"""
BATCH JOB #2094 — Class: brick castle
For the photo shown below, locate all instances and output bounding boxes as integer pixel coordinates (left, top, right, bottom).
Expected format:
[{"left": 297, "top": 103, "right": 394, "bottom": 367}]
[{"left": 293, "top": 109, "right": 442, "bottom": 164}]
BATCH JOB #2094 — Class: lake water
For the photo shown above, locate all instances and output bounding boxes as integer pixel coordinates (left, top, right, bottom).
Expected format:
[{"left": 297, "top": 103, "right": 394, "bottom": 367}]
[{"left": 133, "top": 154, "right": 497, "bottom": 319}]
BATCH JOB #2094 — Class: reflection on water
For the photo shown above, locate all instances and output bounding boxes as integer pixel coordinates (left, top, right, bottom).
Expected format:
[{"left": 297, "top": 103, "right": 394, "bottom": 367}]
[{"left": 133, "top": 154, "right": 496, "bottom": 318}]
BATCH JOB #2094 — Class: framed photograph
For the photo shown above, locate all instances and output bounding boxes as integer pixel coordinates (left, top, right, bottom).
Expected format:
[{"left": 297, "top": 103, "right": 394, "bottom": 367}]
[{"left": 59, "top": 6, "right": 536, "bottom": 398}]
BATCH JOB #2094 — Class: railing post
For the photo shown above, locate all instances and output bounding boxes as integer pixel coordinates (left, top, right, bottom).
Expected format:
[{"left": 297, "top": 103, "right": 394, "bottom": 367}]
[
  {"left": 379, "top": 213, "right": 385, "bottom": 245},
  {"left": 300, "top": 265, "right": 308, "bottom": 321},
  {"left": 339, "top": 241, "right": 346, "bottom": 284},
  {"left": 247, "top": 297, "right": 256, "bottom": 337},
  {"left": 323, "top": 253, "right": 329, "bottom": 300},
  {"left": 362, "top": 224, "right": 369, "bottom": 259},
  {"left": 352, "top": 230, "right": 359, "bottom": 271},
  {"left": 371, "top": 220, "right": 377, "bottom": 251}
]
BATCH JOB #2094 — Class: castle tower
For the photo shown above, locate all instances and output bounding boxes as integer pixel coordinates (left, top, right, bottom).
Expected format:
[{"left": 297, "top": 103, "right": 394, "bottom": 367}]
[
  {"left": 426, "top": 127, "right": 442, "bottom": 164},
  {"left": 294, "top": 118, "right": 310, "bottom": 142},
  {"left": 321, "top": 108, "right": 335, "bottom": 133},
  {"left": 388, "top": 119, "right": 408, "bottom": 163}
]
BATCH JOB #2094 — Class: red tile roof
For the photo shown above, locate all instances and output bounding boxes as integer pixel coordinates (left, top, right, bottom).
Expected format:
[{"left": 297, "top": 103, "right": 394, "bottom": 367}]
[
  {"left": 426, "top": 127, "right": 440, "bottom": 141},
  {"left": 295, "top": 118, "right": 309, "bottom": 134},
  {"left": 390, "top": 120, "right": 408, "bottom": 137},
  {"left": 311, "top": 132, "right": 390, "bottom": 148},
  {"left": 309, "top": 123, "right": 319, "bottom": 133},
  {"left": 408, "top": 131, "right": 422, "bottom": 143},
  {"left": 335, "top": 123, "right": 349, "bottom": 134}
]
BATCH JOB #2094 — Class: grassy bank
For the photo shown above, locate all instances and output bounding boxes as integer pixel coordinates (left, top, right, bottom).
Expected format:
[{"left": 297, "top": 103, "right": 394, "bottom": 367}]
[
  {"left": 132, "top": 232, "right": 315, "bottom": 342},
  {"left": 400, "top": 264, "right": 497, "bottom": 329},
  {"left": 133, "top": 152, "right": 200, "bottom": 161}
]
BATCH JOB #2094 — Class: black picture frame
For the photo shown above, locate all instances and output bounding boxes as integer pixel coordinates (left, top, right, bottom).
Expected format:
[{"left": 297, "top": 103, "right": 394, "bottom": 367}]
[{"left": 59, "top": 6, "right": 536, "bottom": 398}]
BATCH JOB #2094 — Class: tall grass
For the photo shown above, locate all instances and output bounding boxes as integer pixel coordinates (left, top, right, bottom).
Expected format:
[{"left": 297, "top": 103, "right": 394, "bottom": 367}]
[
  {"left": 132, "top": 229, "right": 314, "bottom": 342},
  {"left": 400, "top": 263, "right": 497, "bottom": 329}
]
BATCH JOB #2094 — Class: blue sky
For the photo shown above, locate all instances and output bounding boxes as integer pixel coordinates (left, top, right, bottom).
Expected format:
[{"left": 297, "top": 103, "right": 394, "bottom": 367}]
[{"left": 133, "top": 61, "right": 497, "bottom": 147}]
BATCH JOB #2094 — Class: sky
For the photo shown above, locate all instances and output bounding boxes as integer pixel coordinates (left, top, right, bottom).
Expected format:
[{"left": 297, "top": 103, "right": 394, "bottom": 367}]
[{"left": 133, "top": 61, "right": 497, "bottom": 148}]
"""
Task item >>
Copy out the records shown above, every one, exactly.

Result of the task >>
BATCH JOB #2094 — Class: brick castle
For the photo shown below, locate all instances and output bounding boxes as integer pixel coordinates (left, top, right, bottom).
Expected format:
[{"left": 297, "top": 103, "right": 394, "bottom": 367}]
[{"left": 293, "top": 109, "right": 442, "bottom": 164}]
BATCH JOB #2094 — Class: lake water
For the photo shown above, locate all instances and output bounding boxes as integer pixel coordinates (left, top, right, bottom).
Expected format:
[{"left": 297, "top": 103, "right": 394, "bottom": 367}]
[{"left": 133, "top": 154, "right": 497, "bottom": 319}]
BATCH JOB #2094 — Class: reflection on water
For the photo shown above, locate all instances and output bounding boxes as integer pixel coordinates (left, top, right, bottom).
Expected format:
[{"left": 297, "top": 103, "right": 394, "bottom": 367}]
[{"left": 133, "top": 154, "right": 496, "bottom": 318}]
BATCH JOB #2094 — Class: framed photograph
For the photo shown above, locate all instances and output bounding boxes as integer pixel coordinates (left, top, right, bottom).
Expected format:
[{"left": 297, "top": 103, "right": 394, "bottom": 367}]
[{"left": 59, "top": 6, "right": 536, "bottom": 398}]
BATCH JOB #2094 — Class: railing post
For the photo shown above, locate all instances and output bounding boxes as integer pixel coordinates (left, top, right, bottom).
Expected format:
[{"left": 297, "top": 103, "right": 394, "bottom": 367}]
[
  {"left": 379, "top": 213, "right": 385, "bottom": 245},
  {"left": 300, "top": 265, "right": 308, "bottom": 321},
  {"left": 339, "top": 241, "right": 346, "bottom": 284},
  {"left": 247, "top": 297, "right": 256, "bottom": 337},
  {"left": 323, "top": 253, "right": 329, "bottom": 300},
  {"left": 362, "top": 224, "right": 369, "bottom": 259},
  {"left": 352, "top": 230, "right": 359, "bottom": 271},
  {"left": 371, "top": 220, "right": 377, "bottom": 251}
]
BATCH JOB #2094 — Class: castle tower
For the photo shown above, locate all instances and output bounding boxes as integer pixel coordinates (left, top, right, bottom).
Expected format:
[{"left": 297, "top": 103, "right": 394, "bottom": 367}]
[
  {"left": 426, "top": 127, "right": 442, "bottom": 164},
  {"left": 294, "top": 118, "right": 310, "bottom": 142},
  {"left": 321, "top": 108, "right": 335, "bottom": 133},
  {"left": 388, "top": 119, "right": 408, "bottom": 163}
]
BATCH JOB #2094 — Class: red tile roof
For the photo shown above, locate all instances and output bounding boxes as integer pixel coordinates (left, top, right, bottom).
Expected format:
[{"left": 297, "top": 103, "right": 394, "bottom": 367}]
[
  {"left": 426, "top": 127, "right": 440, "bottom": 141},
  {"left": 295, "top": 118, "right": 309, "bottom": 134},
  {"left": 390, "top": 120, "right": 408, "bottom": 137},
  {"left": 311, "top": 132, "right": 390, "bottom": 148},
  {"left": 309, "top": 123, "right": 319, "bottom": 133},
  {"left": 408, "top": 131, "right": 422, "bottom": 143},
  {"left": 335, "top": 123, "right": 349, "bottom": 134}
]
BATCH JOB #2094 — Class: grassy bank
For the photo shown above, locate all instances and output bounding boxes as integer pixel coordinates (left, top, right, bottom).
Expected format:
[{"left": 297, "top": 103, "right": 394, "bottom": 367}]
[
  {"left": 132, "top": 232, "right": 315, "bottom": 342},
  {"left": 400, "top": 264, "right": 497, "bottom": 329},
  {"left": 133, "top": 152, "right": 200, "bottom": 161}
]
BATCH JOB #2094 — Class: black picture frame
For the photo shown above, locate all instances and output bounding boxes as integer pixel coordinates (left, top, right, bottom).
Expected format:
[{"left": 297, "top": 103, "right": 394, "bottom": 367}]
[{"left": 59, "top": 6, "right": 536, "bottom": 398}]
BATCH JOB #2094 — Class: tall grass
For the photo shown above, locate all instances and output bounding boxes as integer pixel coordinates (left, top, right, bottom).
Expected format:
[{"left": 297, "top": 103, "right": 394, "bottom": 367}]
[
  {"left": 132, "top": 229, "right": 314, "bottom": 342},
  {"left": 400, "top": 263, "right": 497, "bottom": 329}
]
BATCH JOB #2094 — Class: blue sky
For the photo shown above, locate all instances and output bounding boxes as integer pixel coordinates (left, top, right, bottom).
Expected format:
[{"left": 297, "top": 103, "right": 394, "bottom": 367}]
[{"left": 133, "top": 61, "right": 497, "bottom": 147}]
BATCH JOB #2094 — Class: sky
For the photo shown above, locate all instances and output bounding boxes as integer pixel coordinates (left, top, right, bottom).
Expected format:
[{"left": 297, "top": 103, "right": 394, "bottom": 367}]
[{"left": 133, "top": 61, "right": 497, "bottom": 148}]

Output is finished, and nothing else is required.